**Excerpted text:**

Ishmael Beah bias was directed to himself, he’s the only one who disapproved and observed the war and the only time he was biased was when he got drugged and brainwashed to think like the soldiers, believing the people standing on his way are his enemies. Beah was very dispassionate in his writings, he had fear in him almost every time he passed one village to another. He did not give any room to sarcastic interpretation of his sufferings. He was very scared what the next day will bring. This type of serious but dispassionate language really helped the Beah’s premise because it makes the reader more interested in his way of thinking. There were a few times where he made assumptions that him and his friends were going to die by the hands of their own people because of some situations he was put in every time someone found out about a group of kids roaming around their village. Everything in the novel itself was personalized opinion since it’s all coming from one person, Beah himself.
Ultimately, the Ishmael Beah had to grasp back the reality after getting removed from the army. He was put in a rehabilitation center by the UNICEF because of how crazy he went about killing and that he was only young soldier. He did not care who he killed or stabbed, he was basically a killing machine. The implications of the future that awaits him were the nightmares because he would still jolt up awake at night after having a dream of him standing there and killing without mercy. Although there was a positivity of getting away from the war, the negativity stayed because the memories of this horrible war and the people he lost will forever leave a big scar in his memories till this very day.

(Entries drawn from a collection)

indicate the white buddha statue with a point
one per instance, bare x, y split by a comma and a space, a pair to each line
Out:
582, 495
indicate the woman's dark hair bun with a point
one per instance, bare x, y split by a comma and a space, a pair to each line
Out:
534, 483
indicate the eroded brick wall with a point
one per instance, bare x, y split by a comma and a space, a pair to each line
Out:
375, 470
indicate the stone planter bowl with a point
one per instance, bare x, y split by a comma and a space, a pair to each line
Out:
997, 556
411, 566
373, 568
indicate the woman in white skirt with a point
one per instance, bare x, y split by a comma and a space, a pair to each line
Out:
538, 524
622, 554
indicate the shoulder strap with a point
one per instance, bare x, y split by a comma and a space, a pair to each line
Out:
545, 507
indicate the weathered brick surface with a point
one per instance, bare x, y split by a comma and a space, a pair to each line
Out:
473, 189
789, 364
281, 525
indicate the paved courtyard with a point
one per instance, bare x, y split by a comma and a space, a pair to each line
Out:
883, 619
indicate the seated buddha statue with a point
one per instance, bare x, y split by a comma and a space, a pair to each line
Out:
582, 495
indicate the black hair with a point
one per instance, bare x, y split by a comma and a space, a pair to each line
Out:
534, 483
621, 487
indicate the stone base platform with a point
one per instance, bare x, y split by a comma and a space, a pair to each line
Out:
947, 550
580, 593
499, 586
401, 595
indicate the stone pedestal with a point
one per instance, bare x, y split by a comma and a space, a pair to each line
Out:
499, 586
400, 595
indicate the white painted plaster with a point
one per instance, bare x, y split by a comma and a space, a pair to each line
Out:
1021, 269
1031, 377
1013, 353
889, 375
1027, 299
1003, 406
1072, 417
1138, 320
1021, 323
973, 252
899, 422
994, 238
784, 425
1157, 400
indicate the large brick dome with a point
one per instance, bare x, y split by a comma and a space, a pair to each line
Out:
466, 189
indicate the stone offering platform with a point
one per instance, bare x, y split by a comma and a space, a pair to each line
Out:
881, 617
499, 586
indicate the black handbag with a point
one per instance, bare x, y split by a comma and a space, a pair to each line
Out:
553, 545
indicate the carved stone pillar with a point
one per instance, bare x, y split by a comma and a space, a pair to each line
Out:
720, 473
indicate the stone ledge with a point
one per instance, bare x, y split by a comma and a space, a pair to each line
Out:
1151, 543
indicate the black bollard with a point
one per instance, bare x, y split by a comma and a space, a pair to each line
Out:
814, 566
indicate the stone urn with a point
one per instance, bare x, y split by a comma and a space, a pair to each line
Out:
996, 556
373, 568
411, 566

---

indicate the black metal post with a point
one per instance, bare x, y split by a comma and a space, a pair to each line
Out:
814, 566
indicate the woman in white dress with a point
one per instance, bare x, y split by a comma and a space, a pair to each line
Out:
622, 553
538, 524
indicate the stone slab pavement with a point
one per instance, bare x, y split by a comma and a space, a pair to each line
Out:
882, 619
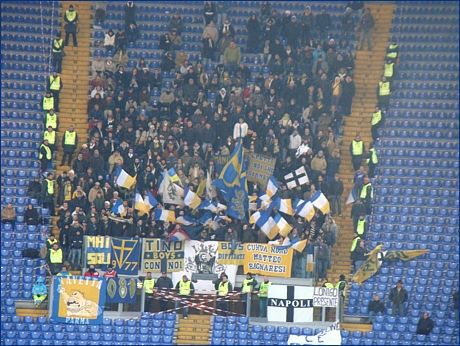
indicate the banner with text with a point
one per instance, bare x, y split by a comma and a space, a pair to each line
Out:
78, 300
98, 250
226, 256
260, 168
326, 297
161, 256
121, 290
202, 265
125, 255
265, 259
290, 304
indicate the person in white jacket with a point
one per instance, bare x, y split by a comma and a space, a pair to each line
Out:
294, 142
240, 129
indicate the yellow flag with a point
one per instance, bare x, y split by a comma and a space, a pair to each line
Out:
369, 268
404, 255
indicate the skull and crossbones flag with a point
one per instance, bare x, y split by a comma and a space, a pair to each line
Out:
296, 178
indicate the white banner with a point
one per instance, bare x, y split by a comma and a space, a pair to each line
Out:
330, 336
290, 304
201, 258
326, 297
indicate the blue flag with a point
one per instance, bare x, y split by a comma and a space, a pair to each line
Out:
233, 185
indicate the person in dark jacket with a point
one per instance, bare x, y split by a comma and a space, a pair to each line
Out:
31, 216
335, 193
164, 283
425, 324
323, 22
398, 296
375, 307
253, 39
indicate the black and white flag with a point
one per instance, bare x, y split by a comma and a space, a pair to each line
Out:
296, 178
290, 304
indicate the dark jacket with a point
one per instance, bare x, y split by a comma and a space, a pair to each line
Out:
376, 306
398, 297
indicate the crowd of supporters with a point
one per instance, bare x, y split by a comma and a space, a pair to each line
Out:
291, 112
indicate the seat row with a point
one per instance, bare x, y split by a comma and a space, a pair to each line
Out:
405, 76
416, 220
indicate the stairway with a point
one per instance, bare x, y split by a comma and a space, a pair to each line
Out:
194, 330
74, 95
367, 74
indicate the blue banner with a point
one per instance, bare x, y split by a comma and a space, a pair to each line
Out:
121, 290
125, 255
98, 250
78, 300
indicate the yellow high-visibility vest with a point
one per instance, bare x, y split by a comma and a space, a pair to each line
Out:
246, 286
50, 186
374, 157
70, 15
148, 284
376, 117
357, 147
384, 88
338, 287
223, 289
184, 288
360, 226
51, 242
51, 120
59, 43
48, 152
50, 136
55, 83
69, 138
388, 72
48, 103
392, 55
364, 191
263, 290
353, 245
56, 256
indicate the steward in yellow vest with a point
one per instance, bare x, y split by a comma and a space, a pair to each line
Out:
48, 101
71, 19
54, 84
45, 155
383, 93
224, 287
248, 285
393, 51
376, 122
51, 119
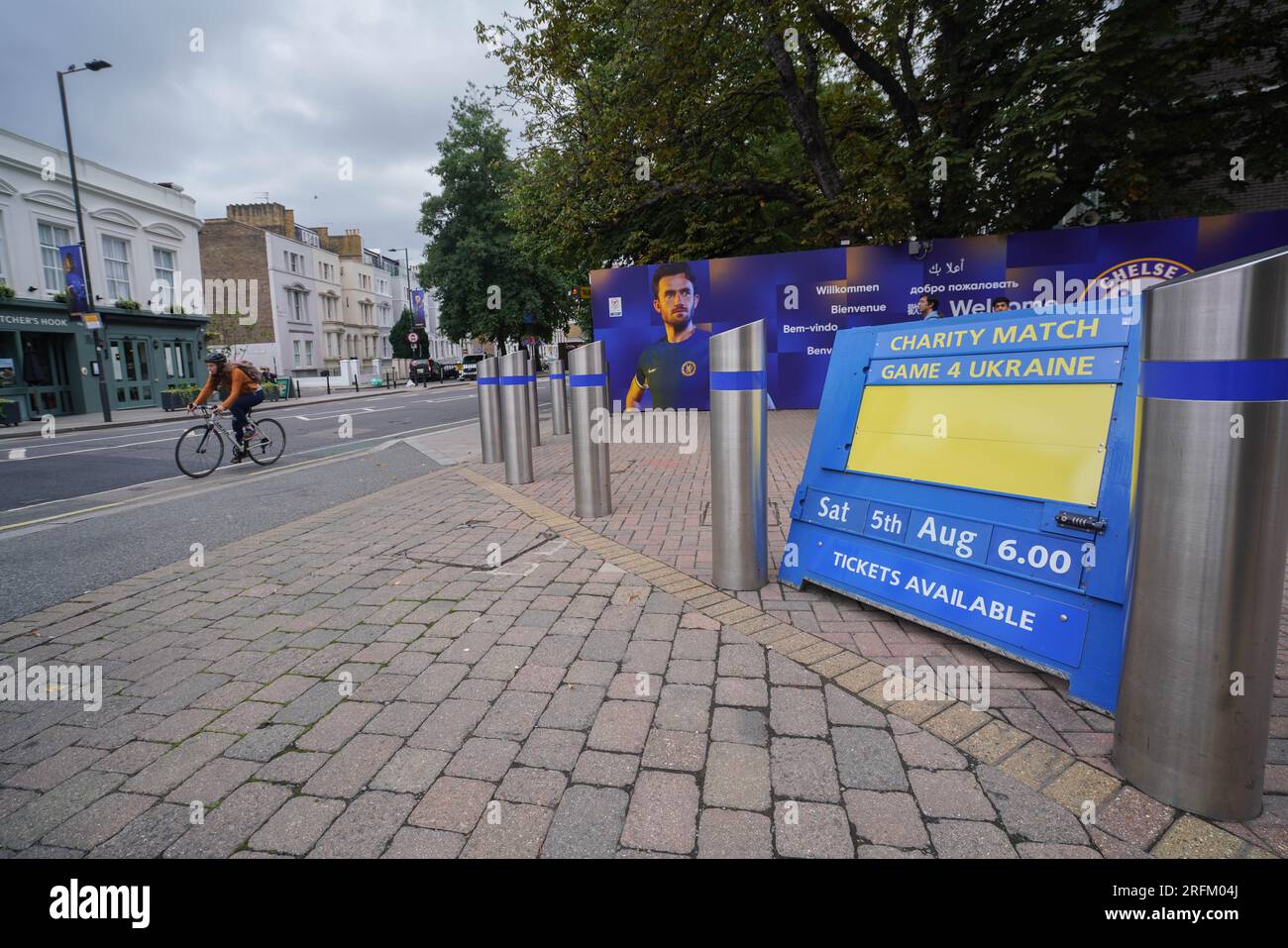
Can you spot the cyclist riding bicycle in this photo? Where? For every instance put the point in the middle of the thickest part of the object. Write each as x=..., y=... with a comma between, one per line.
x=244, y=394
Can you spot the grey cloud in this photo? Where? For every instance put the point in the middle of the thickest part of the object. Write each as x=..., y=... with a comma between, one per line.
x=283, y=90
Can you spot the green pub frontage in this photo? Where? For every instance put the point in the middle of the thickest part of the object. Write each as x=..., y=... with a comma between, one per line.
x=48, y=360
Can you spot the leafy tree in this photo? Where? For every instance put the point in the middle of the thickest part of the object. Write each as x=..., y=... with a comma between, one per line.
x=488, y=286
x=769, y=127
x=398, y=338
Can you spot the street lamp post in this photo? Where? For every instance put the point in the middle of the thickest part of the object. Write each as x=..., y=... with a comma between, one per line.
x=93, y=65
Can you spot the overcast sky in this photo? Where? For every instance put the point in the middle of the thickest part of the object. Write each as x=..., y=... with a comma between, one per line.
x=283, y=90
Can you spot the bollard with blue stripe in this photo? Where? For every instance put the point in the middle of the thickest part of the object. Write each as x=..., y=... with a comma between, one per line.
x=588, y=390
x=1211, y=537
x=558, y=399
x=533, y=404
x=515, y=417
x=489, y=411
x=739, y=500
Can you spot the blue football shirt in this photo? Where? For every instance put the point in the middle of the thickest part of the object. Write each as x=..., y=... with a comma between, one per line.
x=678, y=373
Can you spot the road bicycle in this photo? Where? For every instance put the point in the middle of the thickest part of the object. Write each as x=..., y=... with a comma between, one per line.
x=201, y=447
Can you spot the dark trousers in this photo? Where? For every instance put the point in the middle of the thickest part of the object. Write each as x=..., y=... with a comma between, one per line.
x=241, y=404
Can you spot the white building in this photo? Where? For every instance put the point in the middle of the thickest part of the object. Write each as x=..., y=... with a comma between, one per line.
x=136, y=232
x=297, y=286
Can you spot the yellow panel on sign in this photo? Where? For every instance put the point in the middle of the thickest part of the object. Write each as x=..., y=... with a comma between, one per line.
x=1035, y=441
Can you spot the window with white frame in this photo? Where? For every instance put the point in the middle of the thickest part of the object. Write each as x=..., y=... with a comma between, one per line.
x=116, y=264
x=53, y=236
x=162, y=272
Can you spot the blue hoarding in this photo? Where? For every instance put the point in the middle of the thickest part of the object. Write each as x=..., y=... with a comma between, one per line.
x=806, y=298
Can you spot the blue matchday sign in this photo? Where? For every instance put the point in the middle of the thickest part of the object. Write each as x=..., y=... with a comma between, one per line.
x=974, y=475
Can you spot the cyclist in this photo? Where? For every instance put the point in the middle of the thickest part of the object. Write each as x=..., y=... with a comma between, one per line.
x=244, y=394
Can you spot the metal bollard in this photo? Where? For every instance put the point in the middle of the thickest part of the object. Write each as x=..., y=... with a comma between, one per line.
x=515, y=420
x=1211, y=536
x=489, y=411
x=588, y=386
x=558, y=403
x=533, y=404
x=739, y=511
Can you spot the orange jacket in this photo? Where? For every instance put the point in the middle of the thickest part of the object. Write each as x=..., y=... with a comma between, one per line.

**Task item:** Please resume the essay about Ishmael Beah, picking up right after its final sentence. The entries have no connection to the essay about Ishmael Beah.

**Written answer:**
I believe the reader might gain from reading this book is Ishmael Beah’s childhood life of how far war and other violence violate the fundamental rights of the child and hinder early childhood development. Learn how this kind of bloody events can have catastrophic effects, resulting in a range of psychological symptoms in people who have lived and tasted the bitterness of war. It’s disturbing to see that time does not cure trauma, so children should be helped to express their suffering and face bad memories by providing the necessary support and guidance. When Ishmael was worried how he’s going to cope about living with a family. He did not know how he would do when his nightmares and migraines would hit him. This stuck me because I have been a victim of war, I was only 10 when my country went protesting against the president and everyday I would hear gunshots the whole night. Sometimes I would have nightmares that the shootings had struck our house but thankfully nothing happened. I somewhat understand how Ishmael felt while going through this. A difficult issue he had to overcome is being alone during the war because the separation from parents is one of the most serious shocks that war can cause, especially for young children, because it is often more painful than the war itself.